### EXTRACT PROVIDED
------------------------------

Commentary - Psalm 73:13-16

Bird's-eye view

This section of Psalm 73 marks the nadir of Asaph's spiritual crisis. Having observed the prosperity and insolence of the wicked, he is now driven to the brink of despair, questioning the very value of his own faithfulness. The logic of his complaint is raw and painfully honest: if the wicked flourish while he, a faithful man, suffers, then his piety has been a complete waste of time. It has all been "in vain." This is the bitter fruit of envy, a spiritual vertigo that almost causes him to slip and fall completely. What pulls him back from the edge is not a sudden intellectual solution, but a pastoral and covenantal consideration. He realizes that to voice these despairing thoughts would be to betray the people of God, "the generation of Your children." His commitment to the corporate body of believers forces him to pause. This pause, this refusal to speak his despair aloud, is the turning point. It drives him to seek understanding, a process that is wearisome and painful until he finally enters the sanctuary of God, where true perspective is restored.

In short, these verses capture the anatomy of a profound crisis of faith. They show us a righteous man wrestling with the apparent injustice of the world, a man whose personal experience contradicts the promises of God. His journey from near-apostasy to renewed understanding is a powerful testimony to the importance of corporate faithfulness and the necessity of bringing our deepest struggles into the presence of God, into the sanctuary, where the end of all things is revealed.

------------------------------

### DATA PROVIDED
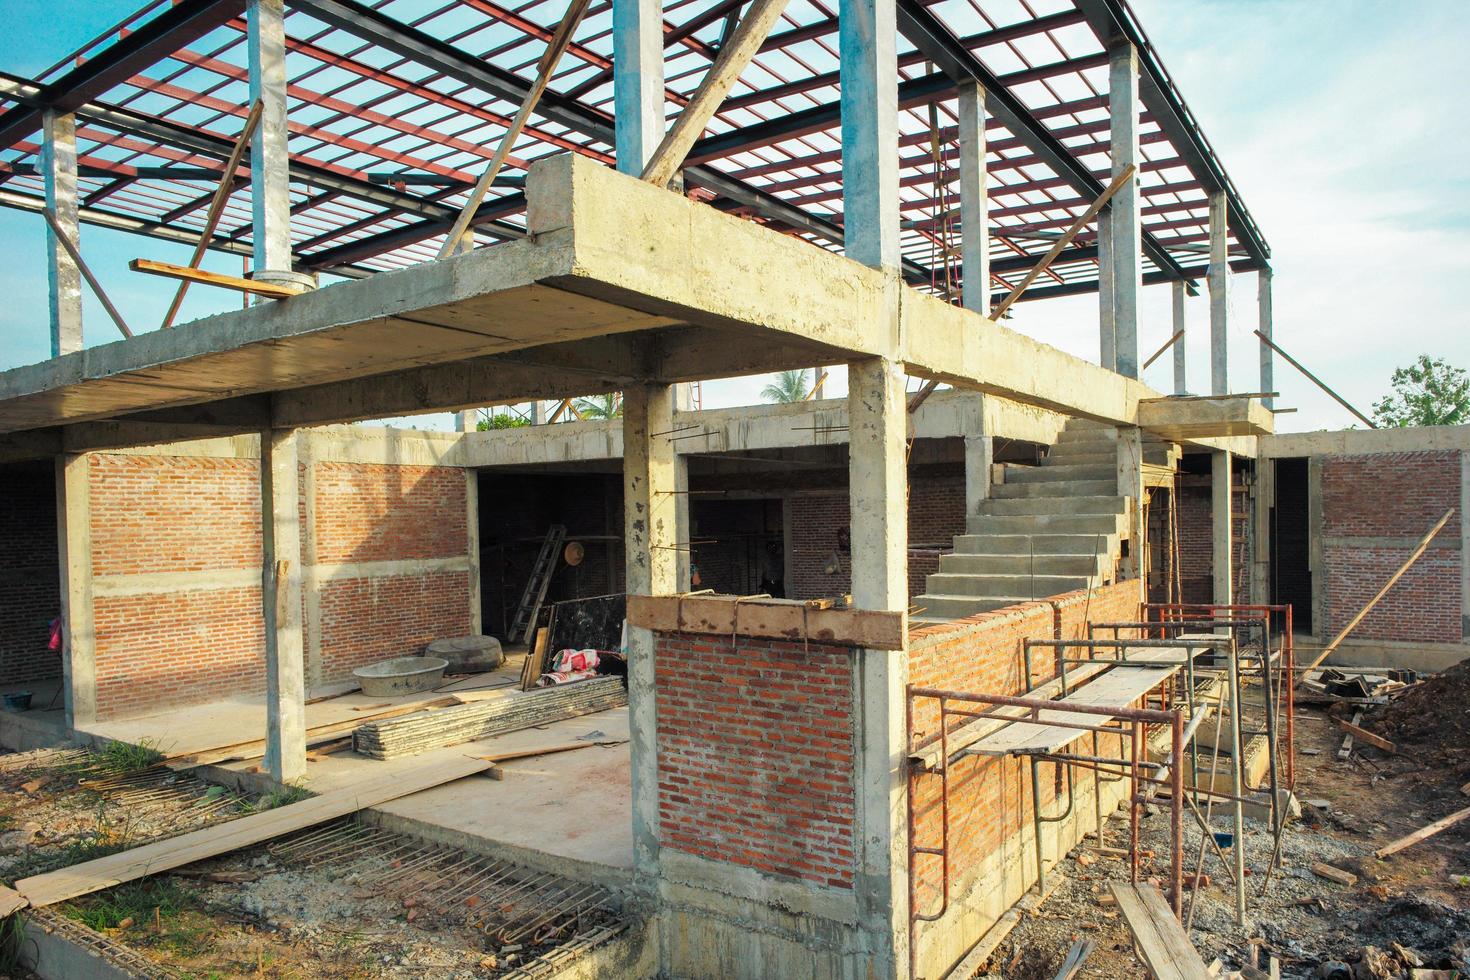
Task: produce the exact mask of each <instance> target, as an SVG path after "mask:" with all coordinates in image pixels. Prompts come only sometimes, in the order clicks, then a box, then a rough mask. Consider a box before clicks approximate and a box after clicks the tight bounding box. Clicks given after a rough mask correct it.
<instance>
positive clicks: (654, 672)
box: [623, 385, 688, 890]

------------------------------

### WHAT YOU NEED TO DO
[A] Reproduce the passage of the Psalm 73 commentary between "In short, these" and "things is revealed.", inclusive.
[B] Which phrases in the Psalm 73 commentary name the community of believers? List every one.
[C] Summarize the Psalm 73 commentary in two sentences.

### SOLUTIONS IN ORDER
[A]
In short, these verses capture the anatomy of a profound crisis of faith. They show us a righteous man wrestling with the apparent injustice of the world, a man whose personal experience contradicts the promises of God. His journey from near-apostasy to renewed understanding is a powerful testimony to the importance of corporate faithfulness and the necessity of bringing our deepest struggles into the presence of God, into the sanctuary, where the end of all things is revealed.

[B]
- the people of God
- the generation of Your children
- the corporate body of believers

[C] In Psalm 73:13-16, Asaph reaches the low point of his spiritual crisis and concludes that his faithfulness has been in vain, because the wicked prosper while he suffers. His commitment to God's people keeps him from voicing that despair, and this pause becomes the turning point that drives a painful search for understanding, which ends when he enters the sanctuary of God and true perspective is restored.